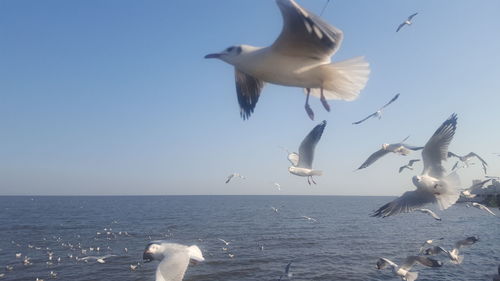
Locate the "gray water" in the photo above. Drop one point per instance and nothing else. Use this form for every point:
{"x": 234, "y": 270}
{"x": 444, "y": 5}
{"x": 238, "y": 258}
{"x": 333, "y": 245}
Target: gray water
{"x": 344, "y": 243}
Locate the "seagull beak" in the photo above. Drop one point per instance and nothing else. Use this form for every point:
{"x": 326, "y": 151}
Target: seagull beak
{"x": 212, "y": 56}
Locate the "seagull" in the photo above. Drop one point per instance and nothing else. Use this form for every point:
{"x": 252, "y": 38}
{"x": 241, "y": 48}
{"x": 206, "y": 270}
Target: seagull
{"x": 303, "y": 166}
{"x": 433, "y": 186}
{"x": 430, "y": 213}
{"x": 482, "y": 207}
{"x": 399, "y": 148}
{"x": 453, "y": 254}
{"x": 234, "y": 175}
{"x": 403, "y": 271}
{"x": 174, "y": 259}
{"x": 465, "y": 159}
{"x": 377, "y": 113}
{"x": 300, "y": 57}
{"x": 409, "y": 165}
{"x": 406, "y": 22}
{"x": 287, "y": 273}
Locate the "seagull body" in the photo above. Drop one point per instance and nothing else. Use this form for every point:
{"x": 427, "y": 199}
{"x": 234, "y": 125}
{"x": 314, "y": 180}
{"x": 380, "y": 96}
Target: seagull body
{"x": 378, "y": 113}
{"x": 303, "y": 166}
{"x": 300, "y": 57}
{"x": 398, "y": 148}
{"x": 403, "y": 271}
{"x": 406, "y": 22}
{"x": 433, "y": 186}
{"x": 174, "y": 259}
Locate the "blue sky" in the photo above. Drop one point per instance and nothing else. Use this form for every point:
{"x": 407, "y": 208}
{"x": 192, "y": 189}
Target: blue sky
{"x": 114, "y": 97}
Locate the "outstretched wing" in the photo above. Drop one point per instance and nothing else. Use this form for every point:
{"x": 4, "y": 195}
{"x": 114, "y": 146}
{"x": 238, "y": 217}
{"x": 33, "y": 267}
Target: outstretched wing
{"x": 304, "y": 34}
{"x": 436, "y": 149}
{"x": 248, "y": 89}
{"x": 406, "y": 203}
{"x": 306, "y": 149}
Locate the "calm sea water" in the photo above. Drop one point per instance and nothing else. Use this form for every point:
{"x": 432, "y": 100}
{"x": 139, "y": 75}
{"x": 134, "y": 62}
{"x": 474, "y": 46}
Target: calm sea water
{"x": 343, "y": 244}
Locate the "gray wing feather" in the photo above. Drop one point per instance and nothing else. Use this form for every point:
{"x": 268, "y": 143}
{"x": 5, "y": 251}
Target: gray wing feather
{"x": 306, "y": 149}
{"x": 304, "y": 34}
{"x": 436, "y": 149}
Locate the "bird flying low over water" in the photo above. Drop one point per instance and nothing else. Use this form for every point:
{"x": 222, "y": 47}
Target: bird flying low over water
{"x": 174, "y": 259}
{"x": 406, "y": 22}
{"x": 377, "y": 113}
{"x": 300, "y": 57}
{"x": 403, "y": 271}
{"x": 433, "y": 186}
{"x": 302, "y": 162}
{"x": 399, "y": 148}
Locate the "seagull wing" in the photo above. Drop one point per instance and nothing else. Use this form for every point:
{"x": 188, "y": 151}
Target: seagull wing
{"x": 366, "y": 118}
{"x": 248, "y": 89}
{"x": 436, "y": 149}
{"x": 391, "y": 101}
{"x": 374, "y": 157}
{"x": 306, "y": 149}
{"x": 304, "y": 34}
{"x": 406, "y": 203}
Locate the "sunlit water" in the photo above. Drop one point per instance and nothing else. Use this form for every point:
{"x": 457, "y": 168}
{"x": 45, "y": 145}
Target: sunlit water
{"x": 343, "y": 244}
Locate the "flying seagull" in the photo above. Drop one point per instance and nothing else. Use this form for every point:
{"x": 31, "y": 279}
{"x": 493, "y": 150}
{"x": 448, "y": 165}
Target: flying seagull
{"x": 466, "y": 158}
{"x": 399, "y": 148}
{"x": 174, "y": 259}
{"x": 300, "y": 57}
{"x": 482, "y": 207}
{"x": 409, "y": 165}
{"x": 433, "y": 186}
{"x": 403, "y": 271}
{"x": 406, "y": 22}
{"x": 453, "y": 254}
{"x": 234, "y": 175}
{"x": 377, "y": 113}
{"x": 302, "y": 162}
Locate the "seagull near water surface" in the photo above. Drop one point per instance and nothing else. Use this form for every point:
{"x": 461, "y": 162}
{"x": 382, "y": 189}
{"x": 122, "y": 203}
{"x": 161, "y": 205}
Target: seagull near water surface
{"x": 300, "y": 57}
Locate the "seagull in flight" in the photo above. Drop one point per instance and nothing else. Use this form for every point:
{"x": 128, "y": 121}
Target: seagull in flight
{"x": 300, "y": 57}
{"x": 302, "y": 162}
{"x": 228, "y": 179}
{"x": 406, "y": 22}
{"x": 403, "y": 271}
{"x": 433, "y": 186}
{"x": 174, "y": 259}
{"x": 399, "y": 148}
{"x": 409, "y": 165}
{"x": 378, "y": 113}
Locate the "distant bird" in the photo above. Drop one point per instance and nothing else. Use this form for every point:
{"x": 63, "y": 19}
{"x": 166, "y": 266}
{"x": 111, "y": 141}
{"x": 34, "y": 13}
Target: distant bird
{"x": 403, "y": 271}
{"x": 430, "y": 213}
{"x": 378, "y": 113}
{"x": 433, "y": 186}
{"x": 234, "y": 175}
{"x": 409, "y": 165}
{"x": 174, "y": 259}
{"x": 466, "y": 158}
{"x": 399, "y": 148}
{"x": 454, "y": 253}
{"x": 287, "y": 273}
{"x": 406, "y": 22}
{"x": 303, "y": 166}
{"x": 482, "y": 207}
{"x": 300, "y": 57}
********
Task details: When you write out the material again, keep every word exact and omit the pictures.

Output below:
Locate the "gray water" in the photo above. Drop one point per instance and nothing else. Use this form for every point:
{"x": 234, "y": 270}
{"x": 444, "y": 5}
{"x": 238, "y": 258}
{"x": 333, "y": 245}
Target: gray water
{"x": 344, "y": 243}
Locate the "seagull beak" in the photo above. Drop one point per instance and nothing else. Use this form for every point:
{"x": 326, "y": 151}
Target: seagull beak
{"x": 212, "y": 56}
Locate the "seagull" in the photo above. Drop one point per instance and nothing else. Use this form for every point:
{"x": 252, "y": 38}
{"x": 241, "y": 48}
{"x": 206, "y": 270}
Target: seagull
{"x": 303, "y": 166}
{"x": 433, "y": 186}
{"x": 430, "y": 213}
{"x": 482, "y": 207}
{"x": 399, "y": 148}
{"x": 453, "y": 254}
{"x": 234, "y": 175}
{"x": 403, "y": 271}
{"x": 174, "y": 259}
{"x": 465, "y": 159}
{"x": 377, "y": 113}
{"x": 300, "y": 57}
{"x": 409, "y": 165}
{"x": 406, "y": 22}
{"x": 287, "y": 273}
Locate the "seagull body" in the photo above. Drop one point per instance and nothing else. Use this form for every point:
{"x": 427, "y": 199}
{"x": 234, "y": 125}
{"x": 314, "y": 180}
{"x": 380, "y": 96}
Target: seagull body
{"x": 378, "y": 113}
{"x": 303, "y": 166}
{"x": 300, "y": 57}
{"x": 398, "y": 148}
{"x": 403, "y": 271}
{"x": 406, "y": 22}
{"x": 433, "y": 186}
{"x": 174, "y": 259}
Locate the "blue sky" in the photo above. Drop one point per instance and nothing else. Use this form for every point:
{"x": 407, "y": 208}
{"x": 192, "y": 189}
Target: blue sky
{"x": 114, "y": 97}
Locate the "outstretched wing" in the photo above. Drop one point per instance and nothing else. Use this form for every point:
{"x": 4, "y": 195}
{"x": 114, "y": 146}
{"x": 238, "y": 217}
{"x": 33, "y": 267}
Target: outstretched wing
{"x": 304, "y": 34}
{"x": 436, "y": 149}
{"x": 248, "y": 89}
{"x": 406, "y": 203}
{"x": 306, "y": 149}
Locate the "calm sea water" in the photo above. Drop one point per instance and nothing else. Use this form for every point:
{"x": 432, "y": 100}
{"x": 139, "y": 75}
{"x": 134, "y": 62}
{"x": 474, "y": 46}
Target: calm sea water
{"x": 343, "y": 244}
Locate the "gray wing feather" in the photo above. Drop one point per instance and nothing else. Use this form for every point:
{"x": 268, "y": 143}
{"x": 5, "y": 251}
Target: gray wing feather
{"x": 306, "y": 149}
{"x": 304, "y": 34}
{"x": 436, "y": 149}
Locate the "bird flying low over water" in the photo above. Drop one point per instance and nothing else. Use this form for every point:
{"x": 222, "y": 47}
Target: bird flying low over water
{"x": 174, "y": 259}
{"x": 406, "y": 22}
{"x": 377, "y": 113}
{"x": 300, "y": 57}
{"x": 403, "y": 271}
{"x": 433, "y": 186}
{"x": 302, "y": 162}
{"x": 399, "y": 148}
Locate the "seagull wing" in the photo above. Drop one point per instance and nothing else. Use this form for every point:
{"x": 188, "y": 151}
Target: seagull wing
{"x": 366, "y": 118}
{"x": 248, "y": 89}
{"x": 436, "y": 149}
{"x": 391, "y": 101}
{"x": 374, "y": 157}
{"x": 306, "y": 149}
{"x": 304, "y": 34}
{"x": 406, "y": 203}
Locate the "sunlit water" in the photo above. Drop one point per instance and nothing else. Use this form for every point:
{"x": 457, "y": 168}
{"x": 45, "y": 145}
Target: sunlit water
{"x": 343, "y": 244}
Locate the "flying seagull" in the photo above. Drop one point per instance and nothing else. Use this form for every point:
{"x": 31, "y": 279}
{"x": 493, "y": 150}
{"x": 448, "y": 165}
Target: flying seagull
{"x": 466, "y": 158}
{"x": 399, "y": 148}
{"x": 174, "y": 259}
{"x": 300, "y": 57}
{"x": 482, "y": 207}
{"x": 409, "y": 165}
{"x": 433, "y": 186}
{"x": 403, "y": 271}
{"x": 406, "y": 22}
{"x": 453, "y": 254}
{"x": 234, "y": 175}
{"x": 377, "y": 113}
{"x": 302, "y": 162}
Locate the "seagull near water surface" in the photo above. Drop one point per instance and nothing else. Use this form for every point:
{"x": 461, "y": 162}
{"x": 382, "y": 189}
{"x": 122, "y": 203}
{"x": 161, "y": 205}
Target: seagull near water surface
{"x": 300, "y": 57}
Locate the "seagull in flight" in the photo above. Drop one point per instance and nothing else. Use this form for every point:
{"x": 128, "y": 121}
Target: seagull in flight
{"x": 300, "y": 57}
{"x": 302, "y": 162}
{"x": 228, "y": 179}
{"x": 406, "y": 22}
{"x": 403, "y": 271}
{"x": 433, "y": 186}
{"x": 174, "y": 259}
{"x": 399, "y": 148}
{"x": 409, "y": 165}
{"x": 378, "y": 113}
Locate the "distant bird" in the photo above. Drop one point per instance and nothing else. Use this form for every point:
{"x": 63, "y": 19}
{"x": 166, "y": 266}
{"x": 111, "y": 141}
{"x": 34, "y": 13}
Target: distant bird
{"x": 403, "y": 271}
{"x": 430, "y": 213}
{"x": 378, "y": 113}
{"x": 433, "y": 186}
{"x": 234, "y": 175}
{"x": 409, "y": 165}
{"x": 174, "y": 259}
{"x": 466, "y": 158}
{"x": 399, "y": 148}
{"x": 454, "y": 253}
{"x": 287, "y": 273}
{"x": 406, "y": 22}
{"x": 303, "y": 166}
{"x": 482, "y": 207}
{"x": 300, "y": 57}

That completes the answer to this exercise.